**The records**
Segment Open

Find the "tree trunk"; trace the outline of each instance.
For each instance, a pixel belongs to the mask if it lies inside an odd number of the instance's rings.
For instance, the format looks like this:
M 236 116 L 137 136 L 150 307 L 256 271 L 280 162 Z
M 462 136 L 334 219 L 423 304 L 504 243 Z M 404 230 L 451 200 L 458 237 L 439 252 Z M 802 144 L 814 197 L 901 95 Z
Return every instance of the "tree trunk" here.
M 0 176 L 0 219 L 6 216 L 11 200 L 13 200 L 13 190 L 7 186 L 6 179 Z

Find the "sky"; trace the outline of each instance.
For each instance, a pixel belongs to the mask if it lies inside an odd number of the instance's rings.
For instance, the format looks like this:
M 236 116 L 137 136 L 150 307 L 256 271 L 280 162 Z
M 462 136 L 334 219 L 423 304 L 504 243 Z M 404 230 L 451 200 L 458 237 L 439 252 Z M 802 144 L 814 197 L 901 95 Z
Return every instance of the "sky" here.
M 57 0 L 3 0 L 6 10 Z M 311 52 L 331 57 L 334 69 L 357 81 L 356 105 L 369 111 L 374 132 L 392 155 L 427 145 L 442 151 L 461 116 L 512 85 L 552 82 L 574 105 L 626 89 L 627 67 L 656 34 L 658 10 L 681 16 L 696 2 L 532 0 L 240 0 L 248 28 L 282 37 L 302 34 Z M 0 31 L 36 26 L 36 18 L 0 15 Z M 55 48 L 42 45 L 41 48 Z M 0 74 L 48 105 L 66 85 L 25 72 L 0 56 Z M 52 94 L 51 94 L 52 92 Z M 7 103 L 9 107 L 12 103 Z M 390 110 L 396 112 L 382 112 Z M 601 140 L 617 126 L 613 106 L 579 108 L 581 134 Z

Segment Closed

**Brief**
Retype each line of the material above exactly.

**Exercise result**
Find the "tree trunk"; trace the outline of each instance.
For each instance, a pixel belongs to the mask if it lies inside an odd number of the instance's rings.
For instance, the format looks like this:
M 236 116 L 137 136 L 150 307 L 256 271 L 280 162 Z
M 462 136 L 334 219 L 423 304 L 504 243 Z M 404 230 L 451 200 L 458 237 L 439 252 Z M 802 144 L 814 197 L 901 95 Z
Return every instance of the "tree trunk" here.
M 0 176 L 0 219 L 6 216 L 11 200 L 13 200 L 13 190 L 7 186 L 6 179 Z

Find the "sky"; trace the outline of each instance.
For each instance, a pixel belongs to the mask if it lies inside an odd number of the instance's rings.
For instance, the format looks like this:
M 236 116 L 137 136 L 150 307 L 256 271 L 280 162 Z
M 462 136 L 334 219 L 423 304 L 504 243 Z M 404 230 L 451 200 L 458 237 L 439 252 Z M 802 144 L 814 197 L 901 95 Z
Return every instance of the "sky" here.
M 57 0 L 3 0 L 6 10 Z M 311 52 L 331 57 L 334 69 L 357 81 L 356 105 L 369 111 L 374 132 L 392 155 L 427 145 L 442 151 L 461 116 L 512 85 L 552 82 L 574 105 L 626 89 L 627 67 L 656 34 L 658 10 L 681 16 L 696 2 L 532 0 L 240 0 L 248 28 L 282 37 L 302 34 Z M 0 31 L 36 26 L 36 18 L 0 15 Z M 55 48 L 42 45 L 41 48 Z M 0 74 L 48 105 L 66 85 L 25 72 L 0 56 Z M 52 94 L 51 94 L 52 92 Z M 7 103 L 9 107 L 12 103 Z M 390 110 L 396 112 L 382 112 Z M 601 140 L 617 126 L 613 106 L 579 108 L 581 134 Z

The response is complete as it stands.